Exercise details: Below are some records; return each one exactly.

Dataset rows:
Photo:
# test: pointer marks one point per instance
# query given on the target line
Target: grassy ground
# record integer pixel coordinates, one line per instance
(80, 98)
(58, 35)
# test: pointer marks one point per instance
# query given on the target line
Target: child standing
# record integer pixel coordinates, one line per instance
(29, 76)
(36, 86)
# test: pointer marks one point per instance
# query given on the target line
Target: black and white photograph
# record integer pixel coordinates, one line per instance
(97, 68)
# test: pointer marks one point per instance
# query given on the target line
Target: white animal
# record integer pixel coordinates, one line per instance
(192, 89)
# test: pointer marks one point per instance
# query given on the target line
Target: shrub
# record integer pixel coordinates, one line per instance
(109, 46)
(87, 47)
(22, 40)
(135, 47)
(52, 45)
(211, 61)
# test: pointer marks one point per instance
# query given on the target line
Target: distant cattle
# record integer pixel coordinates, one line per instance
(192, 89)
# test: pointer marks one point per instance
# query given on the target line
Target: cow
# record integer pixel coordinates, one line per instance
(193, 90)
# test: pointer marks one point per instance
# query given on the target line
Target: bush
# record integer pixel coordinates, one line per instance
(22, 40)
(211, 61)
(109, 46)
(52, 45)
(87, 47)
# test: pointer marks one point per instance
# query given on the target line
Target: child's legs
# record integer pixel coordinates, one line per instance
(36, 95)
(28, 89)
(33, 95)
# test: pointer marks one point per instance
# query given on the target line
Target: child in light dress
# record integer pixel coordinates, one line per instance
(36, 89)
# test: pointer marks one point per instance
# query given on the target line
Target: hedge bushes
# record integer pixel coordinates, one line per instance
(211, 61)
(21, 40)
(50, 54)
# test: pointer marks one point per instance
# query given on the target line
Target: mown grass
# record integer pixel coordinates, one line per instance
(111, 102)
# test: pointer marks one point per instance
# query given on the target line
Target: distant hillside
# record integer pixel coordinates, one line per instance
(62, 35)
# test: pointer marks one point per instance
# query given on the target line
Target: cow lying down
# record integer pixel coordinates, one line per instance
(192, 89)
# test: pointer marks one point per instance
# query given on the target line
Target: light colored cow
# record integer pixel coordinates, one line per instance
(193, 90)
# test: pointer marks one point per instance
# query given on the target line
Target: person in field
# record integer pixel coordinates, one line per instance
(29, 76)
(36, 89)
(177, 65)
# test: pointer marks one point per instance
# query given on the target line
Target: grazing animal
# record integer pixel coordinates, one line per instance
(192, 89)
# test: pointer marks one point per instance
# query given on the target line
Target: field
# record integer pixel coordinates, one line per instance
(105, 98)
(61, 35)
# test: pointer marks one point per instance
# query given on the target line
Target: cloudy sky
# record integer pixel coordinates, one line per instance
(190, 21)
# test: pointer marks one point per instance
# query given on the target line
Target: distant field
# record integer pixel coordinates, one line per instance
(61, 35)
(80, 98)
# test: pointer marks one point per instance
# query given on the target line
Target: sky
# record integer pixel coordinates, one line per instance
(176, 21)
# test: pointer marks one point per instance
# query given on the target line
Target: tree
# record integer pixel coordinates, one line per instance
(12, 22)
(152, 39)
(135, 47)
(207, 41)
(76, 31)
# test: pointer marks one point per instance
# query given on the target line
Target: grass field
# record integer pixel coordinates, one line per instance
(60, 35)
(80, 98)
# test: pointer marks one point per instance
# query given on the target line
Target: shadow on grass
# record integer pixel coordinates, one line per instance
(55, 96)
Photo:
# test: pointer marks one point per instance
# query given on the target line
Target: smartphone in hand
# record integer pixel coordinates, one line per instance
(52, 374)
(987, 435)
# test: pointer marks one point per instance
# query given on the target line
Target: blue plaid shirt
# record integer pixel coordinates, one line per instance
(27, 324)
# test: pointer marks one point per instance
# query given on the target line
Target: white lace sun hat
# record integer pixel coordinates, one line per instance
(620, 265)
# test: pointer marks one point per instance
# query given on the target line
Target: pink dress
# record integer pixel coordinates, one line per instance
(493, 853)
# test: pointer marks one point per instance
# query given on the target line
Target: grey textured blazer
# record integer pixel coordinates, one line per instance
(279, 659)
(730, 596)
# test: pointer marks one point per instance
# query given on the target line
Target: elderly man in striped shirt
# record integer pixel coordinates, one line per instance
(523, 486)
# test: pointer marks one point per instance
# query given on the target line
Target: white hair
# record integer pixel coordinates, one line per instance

Written solution:
Photo:
# test: pointer marks one point per instance
# query given on the target line
Target: grassy ground
# record integer pixel coordinates, one line per instance
(80, 98)
(58, 35)
# test: pointer marks one point per instance
# query given on the target line
Target: child standing
# record integer pixel coordinates, one line per instance
(29, 76)
(36, 86)
# test: pointer marks one point per instance
# query given on the target line
Target: black and white photograph
# record integer pixel coordinates, one line per instance
(97, 68)
# test: pointer marks one point per instance
# query given on the target line
Target: white animal
# record integer pixel coordinates, one line per instance
(192, 89)
# test: pointer marks one point per instance
# query given on the target line
Target: shrub
# record integer pixel coordinates, one line per instance
(109, 46)
(87, 47)
(22, 40)
(135, 47)
(52, 45)
(211, 61)
# test: pointer marks one point per instance
# query given on the target line
Target: distant cattle
# record integer pixel coordinates, one line per instance
(192, 89)
# test: pointer marks one point per instance
# query given on the target line
Target: cow
# record integer pixel coordinates, one line per instance
(193, 90)
# test: pointer marks one point per instance
# query given on the target line
Target: bush
# record integer pixel coordinates, one line per instance
(22, 40)
(211, 61)
(109, 46)
(52, 45)
(87, 47)
# test: pointer marks one point per instance
# query given on the target line
Target: child's legs
# record integer pixel coordinates, one line per instance
(36, 95)
(28, 89)
(33, 95)
# test: pointer marks one point per instance
# query given on the target line
Target: child in light dress
# record integer pixel coordinates, one line per instance
(36, 89)
# test: pointer marks one point per instance
# query given on the target line
Target: hedge bushes
# record integer pixel coordinates, one line per instance
(211, 61)
(21, 40)
(50, 54)
# test: pointer marks one point per instance
# query given on the target line
Target: mown grass
# record integer pixel coordinates, one line per instance
(111, 102)
# test: pointer marks one point per instance
# query given on the target line
Target: distant hillside
# record integer pixel coordinates, one line per instance
(62, 35)
# test: pointer marks one point per instance
# query given on the target line
Target: cow lying down
# record integer pixel coordinates, one line per instance
(192, 89)
# test: pointer marks one point per instance
# query given on the target line
Target: light colored cow
# record integer pixel coordinates, one line per instance
(193, 90)
# test: pointer marks one point per instance
# query given on the target line
Target: person in field
# record integer pixel coordinates, one line per instance
(29, 76)
(36, 89)
(177, 65)
# test: pointer marks one point per instance
# query given on the target line
Target: grazing animal
# record integer pixel coordinates, one line per instance
(192, 89)
# test: pointer marks one point per instance
# query given on the target line
Target: field
# record integer pixel coordinates, one line per instance
(105, 98)
(61, 35)
# test: pointer marks one point per instance
# query given on the target line
Target: cloudy sky
# record integer pixel coordinates, one line per instance
(190, 21)
# test: pointer marks one point per instance
# query given on the target line
Target: distant field
# record integer pixel coordinates, one line per instance
(61, 35)
(80, 98)
# test: pointer marks one point per instance
# query given on the target line
Target: sky
# record integer pixel coordinates, one line per instance
(176, 21)
# test: pointer marks one point per instance
# query given on the target line
Target: tree
# record integer pixel coordinates, one line per instance
(12, 22)
(152, 39)
(135, 47)
(207, 41)
(76, 31)
# test: pointer marks one point per instance
# query given on the target line
Target: grass field
# record integer pixel coordinates, one line per instance
(60, 35)
(80, 98)
# test: pointer marks one point per instance
# query given on the target line
Target: shadow on grass
# record integer pixel coordinates, one line per instance
(55, 96)
Photo:
# test: pointer marks one point per instance
# query given on the target line
Target: smartphone in hand
# record integer pixel coordinates, one line per instance
(52, 374)
(987, 435)
# test: pointer marks one point per instance
# query given on the target line
Target: blue plaid shirt
# record integer pixel coordinates, one line per instance
(27, 324)
# test: pointer marks one point per instance
# query given on the target line
Target: white lace sun hat
# record integer pixel coordinates, one line per instance
(620, 265)
# test: pointer marks one point per instance
# query given on the target line
Target: pink dress
# record integer pixel coordinates, one line per instance
(493, 853)
# test: pointer marks one point per instance
# query given on the target line
Target: grey textured blazer
# record integer pixel coordinates, one line per instance
(279, 659)
(730, 596)
# test: pointer marks one point per instance
# query given on the target line
Target: elderly man in striped shirt
# record integer pixel coordinates, one line per instance
(523, 486)
# test: pointer marks one point per instance
# query given on the target line
Target: white hair
# record integer pixel coordinates, one line per instance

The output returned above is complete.